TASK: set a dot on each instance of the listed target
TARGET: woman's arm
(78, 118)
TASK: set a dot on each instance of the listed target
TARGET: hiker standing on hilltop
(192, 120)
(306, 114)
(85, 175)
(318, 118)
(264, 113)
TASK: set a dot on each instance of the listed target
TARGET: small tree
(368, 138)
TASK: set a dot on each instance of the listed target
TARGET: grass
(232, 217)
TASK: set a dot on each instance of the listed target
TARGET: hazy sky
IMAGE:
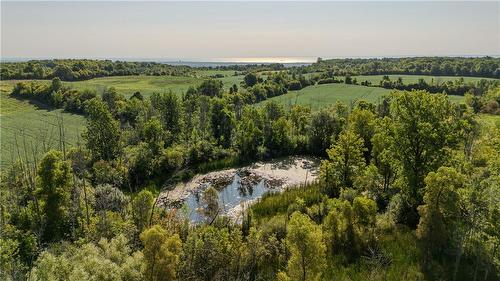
■ ■ ■ ■ ■
— WORK TO BE COMPLETED —
Extract precisely the lines beginning at the line containing "TARGET: hiker standing on hilltop" and ending at the last line of the entries above, exactly as written and with no pictures.

— ANSWER —
TARGET: hiker standing on hilltop
(192, 120)
(306, 114)
(85, 175)
(318, 118)
(264, 113)
TASK: set a dot on each instance of the listed target
TARGET: small tree
(368, 138)
TASK: set a dot on each instance of the listed target
TARGET: grass
(232, 217)
TASK: set a dot on each instance of the listed target
TARGET: hazy sky
IMAGE:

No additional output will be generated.